**What is required**
Gather every line of the data below that contains the string "array", copying each one in full. Case counts.

[Records taken from a collection]
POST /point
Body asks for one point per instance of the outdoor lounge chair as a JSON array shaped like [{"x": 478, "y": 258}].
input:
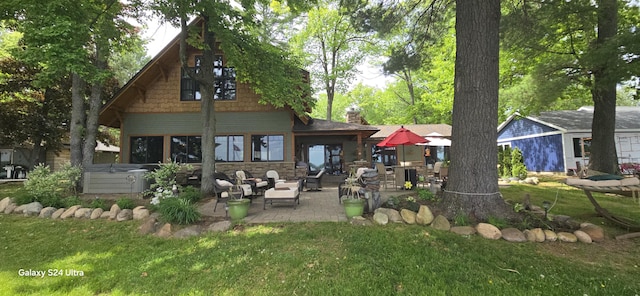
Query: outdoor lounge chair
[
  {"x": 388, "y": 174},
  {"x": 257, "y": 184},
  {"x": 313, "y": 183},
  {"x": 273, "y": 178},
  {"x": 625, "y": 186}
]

---

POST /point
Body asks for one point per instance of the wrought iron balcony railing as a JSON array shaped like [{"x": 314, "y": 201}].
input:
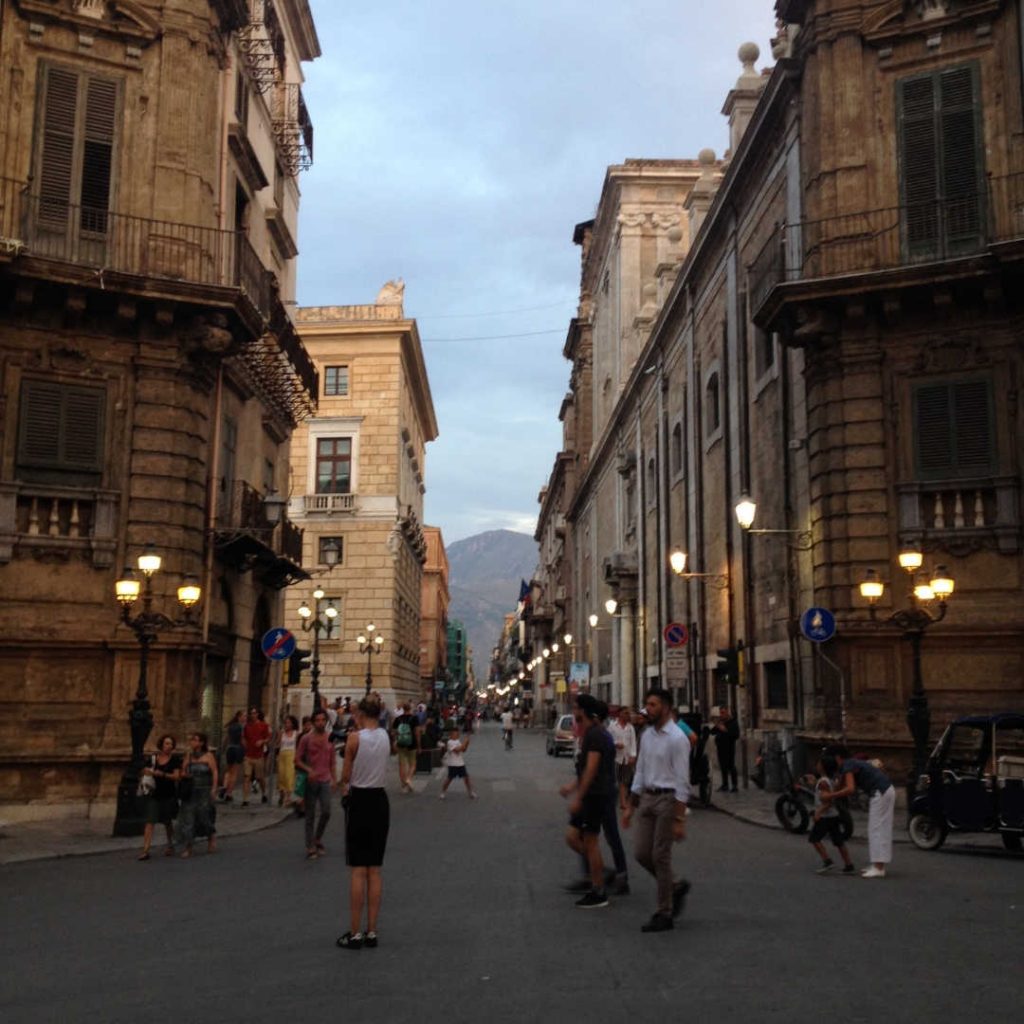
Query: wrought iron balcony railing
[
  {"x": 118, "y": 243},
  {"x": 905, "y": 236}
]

**Solved problem**
Body asks for one point per instance of the outdoor lounge chair as a JSON array shaped like [{"x": 478, "y": 258}].
Body asks for one point per instance of the wrought iron balcony railing as a JSON array shaped like [{"x": 314, "y": 201}].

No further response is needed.